## AUFGABEN
**1.** Beantworte anhand des Textauszugs diese drei Fragen:
(a) Wie viele Tiere werden in der Bacharia pro Jahr geschlachtet und verarbeitet?
(b) In welchen Orten mussten die Fleischproduzenten ihre Tiere früher schlachten lassen?
(c) Wer ist Trägerin der Getreideverarbeitung?
**2.** Warum ist das Tierwohl laut Textauszug durch den neuen Schlachthof verbessert? Erkläre es in ein bis drei Sätzen.
**3.** Führe den Textauszug über die Projekte im Val Müstair nach seinem letzten Satz weiter.

══ TEXTAUSZUG

Neubau eines regionalen Schlachthofs
Besitzerin der 2021 neu gebauten Bacharia mit eigenem Schlachthof und Fleischverarbeitung ist die Società Bacharia Jaura. 360 Tiere werden pro Jahr geschlachtet und verarbeitet. Bis dahin war die Schlachtung einer grösseren Anzahl Tiere wegen fehlenden Verarbeitungskapazitäten im Tal nicht möglich. Die Fleischproduzenten waren gezwungen ihre Tiere im Engadin, in Cazis oder in Mals zu schlachten. Dank dem PRE sind nun die Transportwege insbesondere auch für die Direktvermarkterinnen und Direktvermarkter kurz und das Tierwohl dadurch verbessert.
Modernisierung der bestehenden Getreidesammelstelle
Der Getreideanbau und die Getreideverarbeitung haben im Val Müstair eine lange Tradition. Allerdings ist die Anbaufläche bis 2017 markant zurückgegangen. Das gesamte Getreide wurde, abgesehen von wenigen Ausnahmen, nach der Ernte und Trocknung ausserhalb des Tals weiterverarbeitet. Die PRE-Beiträge von Bund und Kanton trugen zur Modernisierung der bestehenden Getreidesammelstelle bei. Dadurch kann ein Teil des Getreides vor Ort gemahlen und als hochwertiges Mehl verkauft werden. Das biologische Getreidemehl ist so gefragt, dass es schon beim Anbau fast komplett verkauft ist. Trägerin der Getreideverarbeitung ist die Società Graun Jaura.

════
══ ZU PRÜFENDE DATEN

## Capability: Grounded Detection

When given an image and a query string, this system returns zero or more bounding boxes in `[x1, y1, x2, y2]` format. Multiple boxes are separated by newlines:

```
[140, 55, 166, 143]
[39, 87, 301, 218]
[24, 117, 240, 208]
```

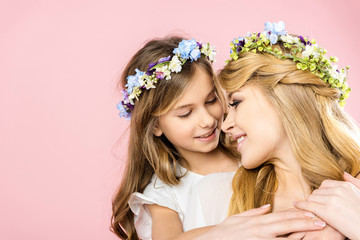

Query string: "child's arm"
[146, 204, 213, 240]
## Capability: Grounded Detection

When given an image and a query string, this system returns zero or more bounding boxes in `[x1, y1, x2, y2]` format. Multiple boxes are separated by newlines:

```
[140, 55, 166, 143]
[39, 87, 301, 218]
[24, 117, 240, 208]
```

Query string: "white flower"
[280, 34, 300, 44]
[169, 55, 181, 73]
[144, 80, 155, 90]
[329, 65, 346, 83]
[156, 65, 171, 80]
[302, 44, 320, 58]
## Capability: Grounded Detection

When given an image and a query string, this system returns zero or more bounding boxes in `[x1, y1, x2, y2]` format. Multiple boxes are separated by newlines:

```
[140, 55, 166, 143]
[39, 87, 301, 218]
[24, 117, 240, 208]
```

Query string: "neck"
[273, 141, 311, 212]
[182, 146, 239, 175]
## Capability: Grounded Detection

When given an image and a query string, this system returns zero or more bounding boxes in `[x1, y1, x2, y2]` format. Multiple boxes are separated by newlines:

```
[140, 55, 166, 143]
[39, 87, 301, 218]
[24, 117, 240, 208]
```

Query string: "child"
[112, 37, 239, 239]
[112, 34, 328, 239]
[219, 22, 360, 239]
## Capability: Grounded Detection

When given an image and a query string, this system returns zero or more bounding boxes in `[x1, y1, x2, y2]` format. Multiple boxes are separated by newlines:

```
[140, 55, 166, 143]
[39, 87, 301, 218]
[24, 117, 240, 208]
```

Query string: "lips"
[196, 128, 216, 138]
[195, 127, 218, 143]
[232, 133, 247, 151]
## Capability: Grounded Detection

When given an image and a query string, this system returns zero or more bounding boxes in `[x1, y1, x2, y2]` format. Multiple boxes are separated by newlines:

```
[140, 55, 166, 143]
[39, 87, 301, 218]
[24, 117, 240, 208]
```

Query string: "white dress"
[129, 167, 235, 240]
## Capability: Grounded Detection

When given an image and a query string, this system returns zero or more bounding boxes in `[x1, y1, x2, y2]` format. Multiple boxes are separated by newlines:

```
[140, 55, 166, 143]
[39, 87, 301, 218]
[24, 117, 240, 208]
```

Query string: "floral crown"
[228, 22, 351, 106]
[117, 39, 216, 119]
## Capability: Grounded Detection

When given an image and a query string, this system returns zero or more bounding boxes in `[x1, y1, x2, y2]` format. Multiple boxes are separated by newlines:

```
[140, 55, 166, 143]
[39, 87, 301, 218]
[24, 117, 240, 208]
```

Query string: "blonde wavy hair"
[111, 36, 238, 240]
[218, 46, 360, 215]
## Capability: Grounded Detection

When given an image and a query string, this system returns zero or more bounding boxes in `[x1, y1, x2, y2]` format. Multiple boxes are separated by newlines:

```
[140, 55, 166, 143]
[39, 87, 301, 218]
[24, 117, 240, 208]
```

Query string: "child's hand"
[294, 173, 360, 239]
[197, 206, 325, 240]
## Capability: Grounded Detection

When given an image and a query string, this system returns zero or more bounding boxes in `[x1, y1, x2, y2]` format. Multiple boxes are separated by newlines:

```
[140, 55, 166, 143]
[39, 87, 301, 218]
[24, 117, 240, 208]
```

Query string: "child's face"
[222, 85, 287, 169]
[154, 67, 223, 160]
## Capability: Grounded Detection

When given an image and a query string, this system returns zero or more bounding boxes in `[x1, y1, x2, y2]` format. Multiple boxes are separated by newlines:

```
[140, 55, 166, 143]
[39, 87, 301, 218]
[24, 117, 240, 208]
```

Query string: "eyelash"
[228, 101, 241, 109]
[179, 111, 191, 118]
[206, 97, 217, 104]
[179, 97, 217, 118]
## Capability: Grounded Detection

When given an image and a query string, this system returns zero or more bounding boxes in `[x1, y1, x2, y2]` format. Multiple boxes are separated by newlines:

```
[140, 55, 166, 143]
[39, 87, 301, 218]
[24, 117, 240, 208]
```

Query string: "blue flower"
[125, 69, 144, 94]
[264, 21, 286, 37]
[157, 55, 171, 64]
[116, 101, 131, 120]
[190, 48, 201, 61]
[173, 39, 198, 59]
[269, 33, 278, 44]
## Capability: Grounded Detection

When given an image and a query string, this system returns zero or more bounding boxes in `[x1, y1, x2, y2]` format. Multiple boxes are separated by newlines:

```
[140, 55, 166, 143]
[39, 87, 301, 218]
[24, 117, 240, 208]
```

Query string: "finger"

════

## LÖSUNGEN
**1.**
(a) 360 Tiere pro Jahr.
(b) Im Engadin, in Cazis oder in Mals.
(c) Die Società Graun Jaura.

**2.** Dank dem PRE sind die Transportwege nun kurz, insbesondere auch für die Direktvermarkterinnen und Direktvermarkter. Die Tiere müssen nicht mehr ins Engadin, nach Cazis oder nach Mals gebracht werden, und dadurch ist das Tierwohl verbessert.

**3.**
Gemeinsame Vermarktung mit der Biosfera
In der Vermarktung setzt die Agricultura Jaura GmbH ganz auf das Motto «Gemeinsam sind wir stark». Sie haben ihre Kräfte mit der Biosfera Val Müstair gebündelt. Alle Produkte der Chascharia, einige Erzeugnisse der Bacharia und das Bio-Getreidemehl sind mit dem Produktelabel der Biosfera Val Müstair ausgezeichnet. Die Biosfera ihrerseits arbeitet eng mit ihren Partnerbetrieben zusammen. Diese setzen sich unter anderem für die Stärkung der regionalen Wertschöpfung ein. Wo immer möglich bevorzugen die Betriebe Produkte und Dienstleistungen aus dem Val Müstair.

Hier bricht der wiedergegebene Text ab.